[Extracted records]
:::

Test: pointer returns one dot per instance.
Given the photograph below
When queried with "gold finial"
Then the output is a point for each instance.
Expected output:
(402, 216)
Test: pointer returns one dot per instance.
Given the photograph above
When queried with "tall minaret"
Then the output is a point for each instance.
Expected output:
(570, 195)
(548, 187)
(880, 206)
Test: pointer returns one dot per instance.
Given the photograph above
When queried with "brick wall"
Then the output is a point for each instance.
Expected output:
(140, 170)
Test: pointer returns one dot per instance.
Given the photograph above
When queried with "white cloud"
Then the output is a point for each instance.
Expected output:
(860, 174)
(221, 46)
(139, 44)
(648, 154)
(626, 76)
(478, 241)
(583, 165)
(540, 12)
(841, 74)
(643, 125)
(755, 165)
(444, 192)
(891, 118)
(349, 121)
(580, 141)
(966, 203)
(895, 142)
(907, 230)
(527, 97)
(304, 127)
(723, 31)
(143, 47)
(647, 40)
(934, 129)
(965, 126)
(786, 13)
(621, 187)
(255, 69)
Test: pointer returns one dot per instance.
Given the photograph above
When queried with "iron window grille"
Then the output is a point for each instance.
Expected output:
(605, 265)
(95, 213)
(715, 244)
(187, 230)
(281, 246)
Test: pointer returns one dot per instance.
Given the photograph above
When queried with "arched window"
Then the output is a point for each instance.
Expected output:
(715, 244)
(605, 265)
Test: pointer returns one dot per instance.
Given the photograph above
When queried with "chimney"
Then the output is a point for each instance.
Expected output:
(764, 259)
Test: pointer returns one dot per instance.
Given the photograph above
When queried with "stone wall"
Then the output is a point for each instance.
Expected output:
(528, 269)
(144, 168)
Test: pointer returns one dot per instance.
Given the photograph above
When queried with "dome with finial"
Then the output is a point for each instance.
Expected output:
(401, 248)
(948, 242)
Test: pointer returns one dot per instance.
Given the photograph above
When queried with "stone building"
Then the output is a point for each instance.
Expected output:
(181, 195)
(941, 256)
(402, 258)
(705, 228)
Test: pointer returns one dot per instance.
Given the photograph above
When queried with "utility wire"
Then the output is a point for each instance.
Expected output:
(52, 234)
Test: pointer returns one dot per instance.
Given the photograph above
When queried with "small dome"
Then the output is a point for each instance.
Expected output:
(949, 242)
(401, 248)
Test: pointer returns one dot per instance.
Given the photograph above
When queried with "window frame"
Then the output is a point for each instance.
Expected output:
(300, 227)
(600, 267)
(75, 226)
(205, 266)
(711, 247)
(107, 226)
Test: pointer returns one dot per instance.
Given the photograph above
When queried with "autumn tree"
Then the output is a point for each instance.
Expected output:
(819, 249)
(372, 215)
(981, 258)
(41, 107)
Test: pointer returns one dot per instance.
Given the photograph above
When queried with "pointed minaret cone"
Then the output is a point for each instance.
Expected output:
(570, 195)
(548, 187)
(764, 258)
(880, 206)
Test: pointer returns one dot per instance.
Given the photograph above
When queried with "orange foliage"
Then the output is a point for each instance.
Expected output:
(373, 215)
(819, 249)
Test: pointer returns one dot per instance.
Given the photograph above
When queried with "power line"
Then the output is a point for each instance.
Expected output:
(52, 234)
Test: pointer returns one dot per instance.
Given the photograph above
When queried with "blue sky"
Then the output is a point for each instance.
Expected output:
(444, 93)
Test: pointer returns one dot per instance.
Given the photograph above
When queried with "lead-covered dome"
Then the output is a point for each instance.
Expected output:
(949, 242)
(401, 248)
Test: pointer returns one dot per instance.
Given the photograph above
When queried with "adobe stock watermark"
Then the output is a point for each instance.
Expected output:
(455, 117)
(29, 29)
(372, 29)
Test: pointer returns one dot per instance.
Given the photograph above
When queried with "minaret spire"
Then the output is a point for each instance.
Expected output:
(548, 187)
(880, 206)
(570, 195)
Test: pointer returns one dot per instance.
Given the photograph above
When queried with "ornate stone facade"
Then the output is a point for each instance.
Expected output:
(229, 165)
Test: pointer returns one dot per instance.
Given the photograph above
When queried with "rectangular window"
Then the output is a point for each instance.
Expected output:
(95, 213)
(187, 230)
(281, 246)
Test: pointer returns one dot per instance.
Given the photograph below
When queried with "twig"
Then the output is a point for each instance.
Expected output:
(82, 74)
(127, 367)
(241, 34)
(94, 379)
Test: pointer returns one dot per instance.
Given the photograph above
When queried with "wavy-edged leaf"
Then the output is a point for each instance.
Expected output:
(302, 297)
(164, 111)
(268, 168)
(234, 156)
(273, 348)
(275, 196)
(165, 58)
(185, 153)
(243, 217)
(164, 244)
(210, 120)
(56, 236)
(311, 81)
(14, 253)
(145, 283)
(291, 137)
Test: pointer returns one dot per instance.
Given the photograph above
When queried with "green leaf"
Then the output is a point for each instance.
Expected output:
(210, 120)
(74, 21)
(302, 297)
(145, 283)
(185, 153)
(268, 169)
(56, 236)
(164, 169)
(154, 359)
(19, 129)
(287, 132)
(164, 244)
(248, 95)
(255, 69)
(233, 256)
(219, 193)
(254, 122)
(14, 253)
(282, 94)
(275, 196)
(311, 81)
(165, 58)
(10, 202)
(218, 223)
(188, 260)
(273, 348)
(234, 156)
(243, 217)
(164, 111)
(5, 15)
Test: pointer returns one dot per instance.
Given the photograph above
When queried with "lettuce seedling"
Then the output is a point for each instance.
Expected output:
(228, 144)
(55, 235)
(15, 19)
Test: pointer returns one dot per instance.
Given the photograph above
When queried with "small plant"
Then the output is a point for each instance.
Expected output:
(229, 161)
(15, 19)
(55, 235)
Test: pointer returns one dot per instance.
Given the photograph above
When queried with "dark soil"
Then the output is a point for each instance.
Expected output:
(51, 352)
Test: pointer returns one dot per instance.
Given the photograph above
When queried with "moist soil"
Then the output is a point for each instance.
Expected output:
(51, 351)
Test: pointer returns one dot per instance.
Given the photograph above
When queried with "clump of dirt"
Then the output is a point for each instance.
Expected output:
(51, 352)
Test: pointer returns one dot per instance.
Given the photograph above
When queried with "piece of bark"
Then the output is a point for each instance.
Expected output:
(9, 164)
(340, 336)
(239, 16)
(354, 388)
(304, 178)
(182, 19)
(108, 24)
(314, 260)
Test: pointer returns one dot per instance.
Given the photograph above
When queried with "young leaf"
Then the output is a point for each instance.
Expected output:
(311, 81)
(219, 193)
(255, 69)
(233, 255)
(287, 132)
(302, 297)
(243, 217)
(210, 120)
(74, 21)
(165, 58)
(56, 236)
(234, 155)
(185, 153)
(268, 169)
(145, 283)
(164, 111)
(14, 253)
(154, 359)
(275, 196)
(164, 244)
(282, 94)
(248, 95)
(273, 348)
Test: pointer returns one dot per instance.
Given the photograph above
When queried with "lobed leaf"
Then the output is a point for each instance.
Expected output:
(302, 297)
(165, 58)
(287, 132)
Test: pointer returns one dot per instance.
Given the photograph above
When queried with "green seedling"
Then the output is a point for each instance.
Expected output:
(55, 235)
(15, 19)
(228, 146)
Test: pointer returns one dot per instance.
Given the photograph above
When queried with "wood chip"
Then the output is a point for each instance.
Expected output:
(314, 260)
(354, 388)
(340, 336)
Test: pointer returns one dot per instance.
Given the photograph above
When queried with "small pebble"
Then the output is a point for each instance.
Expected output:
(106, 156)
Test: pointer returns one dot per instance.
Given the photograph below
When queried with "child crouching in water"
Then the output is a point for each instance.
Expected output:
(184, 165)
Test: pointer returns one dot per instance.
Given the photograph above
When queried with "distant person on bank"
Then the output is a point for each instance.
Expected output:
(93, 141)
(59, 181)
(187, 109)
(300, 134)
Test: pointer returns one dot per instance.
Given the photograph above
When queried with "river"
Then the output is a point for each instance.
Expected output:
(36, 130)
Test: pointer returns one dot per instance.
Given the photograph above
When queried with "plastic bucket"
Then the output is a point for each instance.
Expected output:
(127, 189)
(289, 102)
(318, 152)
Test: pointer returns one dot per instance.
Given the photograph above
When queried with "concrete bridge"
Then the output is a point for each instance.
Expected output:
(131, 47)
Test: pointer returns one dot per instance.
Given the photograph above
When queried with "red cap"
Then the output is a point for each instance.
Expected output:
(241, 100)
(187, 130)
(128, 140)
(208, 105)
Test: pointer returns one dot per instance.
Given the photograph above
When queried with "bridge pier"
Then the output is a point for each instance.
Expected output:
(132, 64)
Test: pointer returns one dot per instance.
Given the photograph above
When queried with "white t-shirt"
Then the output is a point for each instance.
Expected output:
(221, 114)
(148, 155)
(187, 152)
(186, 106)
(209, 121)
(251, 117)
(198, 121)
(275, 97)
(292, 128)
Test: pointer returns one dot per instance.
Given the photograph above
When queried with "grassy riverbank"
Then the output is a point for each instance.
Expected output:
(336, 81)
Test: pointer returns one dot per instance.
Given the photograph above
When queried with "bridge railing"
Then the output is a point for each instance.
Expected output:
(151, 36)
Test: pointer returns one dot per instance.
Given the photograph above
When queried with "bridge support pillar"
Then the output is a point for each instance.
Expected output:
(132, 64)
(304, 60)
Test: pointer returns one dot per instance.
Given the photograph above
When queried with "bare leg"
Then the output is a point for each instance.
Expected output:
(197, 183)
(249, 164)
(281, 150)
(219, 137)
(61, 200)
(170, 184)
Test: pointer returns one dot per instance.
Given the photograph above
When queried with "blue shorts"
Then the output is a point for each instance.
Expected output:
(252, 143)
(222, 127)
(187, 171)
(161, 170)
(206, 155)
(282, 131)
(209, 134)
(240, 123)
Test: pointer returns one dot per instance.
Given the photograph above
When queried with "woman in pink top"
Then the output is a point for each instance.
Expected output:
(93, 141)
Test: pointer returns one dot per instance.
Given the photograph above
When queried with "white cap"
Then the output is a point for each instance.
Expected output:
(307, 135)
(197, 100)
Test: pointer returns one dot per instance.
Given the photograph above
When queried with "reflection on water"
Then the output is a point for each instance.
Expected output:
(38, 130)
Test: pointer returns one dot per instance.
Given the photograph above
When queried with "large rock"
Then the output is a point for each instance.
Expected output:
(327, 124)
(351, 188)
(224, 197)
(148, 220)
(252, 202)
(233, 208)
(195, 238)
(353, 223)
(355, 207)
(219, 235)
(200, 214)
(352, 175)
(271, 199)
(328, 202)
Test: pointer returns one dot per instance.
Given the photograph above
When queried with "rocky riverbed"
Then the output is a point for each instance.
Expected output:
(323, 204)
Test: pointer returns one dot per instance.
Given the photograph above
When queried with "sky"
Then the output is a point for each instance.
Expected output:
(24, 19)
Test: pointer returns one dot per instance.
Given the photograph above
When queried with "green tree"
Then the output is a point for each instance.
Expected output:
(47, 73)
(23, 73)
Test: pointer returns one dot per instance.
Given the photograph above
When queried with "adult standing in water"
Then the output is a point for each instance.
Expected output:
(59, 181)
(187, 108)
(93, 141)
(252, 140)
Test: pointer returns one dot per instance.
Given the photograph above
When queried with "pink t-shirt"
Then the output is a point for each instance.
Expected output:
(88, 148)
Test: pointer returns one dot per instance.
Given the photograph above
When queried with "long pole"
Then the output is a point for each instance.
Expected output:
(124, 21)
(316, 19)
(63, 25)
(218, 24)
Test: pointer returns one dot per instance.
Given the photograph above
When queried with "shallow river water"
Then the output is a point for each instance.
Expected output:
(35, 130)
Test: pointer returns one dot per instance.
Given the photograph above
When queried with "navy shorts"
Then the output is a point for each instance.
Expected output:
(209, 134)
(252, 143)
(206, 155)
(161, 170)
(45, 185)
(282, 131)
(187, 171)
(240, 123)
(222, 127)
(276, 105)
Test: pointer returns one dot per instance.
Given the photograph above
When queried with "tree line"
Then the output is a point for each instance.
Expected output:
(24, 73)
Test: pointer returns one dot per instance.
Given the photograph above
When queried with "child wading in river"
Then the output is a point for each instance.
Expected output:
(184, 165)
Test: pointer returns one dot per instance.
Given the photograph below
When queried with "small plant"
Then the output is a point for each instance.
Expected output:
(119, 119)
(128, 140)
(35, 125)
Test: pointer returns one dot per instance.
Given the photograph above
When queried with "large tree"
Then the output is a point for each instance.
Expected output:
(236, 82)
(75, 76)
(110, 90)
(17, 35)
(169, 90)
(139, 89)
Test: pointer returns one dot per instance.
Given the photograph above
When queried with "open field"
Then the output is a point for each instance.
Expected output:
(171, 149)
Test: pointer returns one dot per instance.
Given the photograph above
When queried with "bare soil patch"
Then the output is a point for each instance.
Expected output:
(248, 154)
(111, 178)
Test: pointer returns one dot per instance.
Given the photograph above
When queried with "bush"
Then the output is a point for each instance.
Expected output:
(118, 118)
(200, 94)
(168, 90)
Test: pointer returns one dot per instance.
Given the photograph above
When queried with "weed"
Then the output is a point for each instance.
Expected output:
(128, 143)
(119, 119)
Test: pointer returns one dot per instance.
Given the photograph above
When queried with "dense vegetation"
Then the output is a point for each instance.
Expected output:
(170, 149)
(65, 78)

:::

▸ Stated task: Find every line in the records above that contains the word "shorts" and copy each one.

▸ Answer below:
When queried with "blue shorts"
When queried with "navy shorts"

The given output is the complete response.